Items in a dataset
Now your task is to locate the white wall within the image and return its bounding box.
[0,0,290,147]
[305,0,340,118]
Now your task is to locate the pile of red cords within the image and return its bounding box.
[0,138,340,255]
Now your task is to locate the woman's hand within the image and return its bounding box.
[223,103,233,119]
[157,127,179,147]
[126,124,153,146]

Description of the task →
Please turn each line of the items above into a numbered list, leaving out any blank lines.

Final result →
1. Now your task is to locate the white wall within the image and return its bounding box.
2. [0,0,290,147]
3. [305,0,340,118]
4. Now your task is to locate the pile of red cords within the image and return its bounding box.
5. [0,138,340,255]
6. Now your task is to locate the woman's hand within the image and return its bounding box.
7. [223,103,233,119]
8. [157,127,179,147]
9. [126,124,153,146]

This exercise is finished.